- SELECTED EXTRACT:
════════

Screen-Shot-2015-07-30-at-3.27.38-PM

Welcome to my very first food related blog post! Are you excited, or is there already enough food blogging happening in this city? Regardless, I’m kind of hungry just looking at this waffle.

If you follow the APOE Facebook page, you may have seen yesterday’s link to a post I wrote for Rocket Coffee Bar. If you follow my Intagram, you will know that this is one of my favourite places to eat. Therefore, I was pretty excited when I had the opportunity to team up with them to create some content for the Rocket blog.

Given that Rocket always makes my food look fabulous, I usually end up taking a whole bunch of photos and posting them to Instagram. Whether it’s the scrambled eggs, waffles or anything else, it always arrives looking oh-so-good.

With this in mind, it only made sense to share a little of the process involved with taking food photos. I’ve come up with the following 7 rules, which should help you bring Rocket Coffee Bar the photographic justice it deserves.

1. Natural Light

Thailand is hot and you probably want to avoid the sun, but if pictures are a priority then you’re going to want to sit by a window.

2. Avoid Shadows

An iPhone 6+ size shadow taking over your Rocket Fuel Iced Coffee is going to throw off your food photo in a pretty big way. Yes, you want natural light, but make sure to sit yourself accordingly (at least while you’re taking the photo).

3. Composition

A professional photographer would probably start talking about the rule of thirds, but let’s keep it simple instead. When arranging your food, it’s best to follow a few basic principles: remove anything that is not aesthetically pleasing (the empty glass from your pre-dinner cocktail), keep the layout simple and not cluttered, avoid large empty spaces and try to form a balance. Things do not have to be in the exact centre, but try to create horizontal and vertical lines, such as straightening out your placemat.

════════

- COLLECTED MATERIAL:
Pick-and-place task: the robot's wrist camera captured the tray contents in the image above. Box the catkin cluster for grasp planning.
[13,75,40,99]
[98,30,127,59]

════════

- GOALS:
(1) In the food photography post, where should you sit if pictures are a priority?
(2) Reproduce the part of the food photography post that opens with the words containing "Given that Rocket" and closes with "arrives looking oh-so-good.".
You won't need the material for this.

- IN RESPONSE:
(1) By a window.

(2)
Given that Rocket always makes my food look fabulous, I usually end up taking a whole bunch of photos and posting them to Instagram. Whether it’s the scrambled eggs, waffles or anything else, it always arrives looking oh-so-good.